• _Task goal_
Search the records for the string "glove", then copy each line where it appears.

^^^^

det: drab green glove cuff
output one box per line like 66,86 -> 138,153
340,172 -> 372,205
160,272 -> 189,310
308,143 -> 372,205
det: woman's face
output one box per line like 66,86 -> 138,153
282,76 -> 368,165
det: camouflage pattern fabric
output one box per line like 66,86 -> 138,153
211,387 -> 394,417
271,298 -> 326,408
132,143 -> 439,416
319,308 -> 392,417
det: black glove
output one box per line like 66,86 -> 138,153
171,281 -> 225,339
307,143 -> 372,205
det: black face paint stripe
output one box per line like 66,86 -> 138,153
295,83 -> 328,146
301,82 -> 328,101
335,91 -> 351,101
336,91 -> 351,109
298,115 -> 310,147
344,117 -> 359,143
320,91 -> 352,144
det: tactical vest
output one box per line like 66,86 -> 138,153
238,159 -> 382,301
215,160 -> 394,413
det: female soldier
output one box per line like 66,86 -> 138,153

^^^^

• _Answer box_
det: drab green glove cuff
det: black glove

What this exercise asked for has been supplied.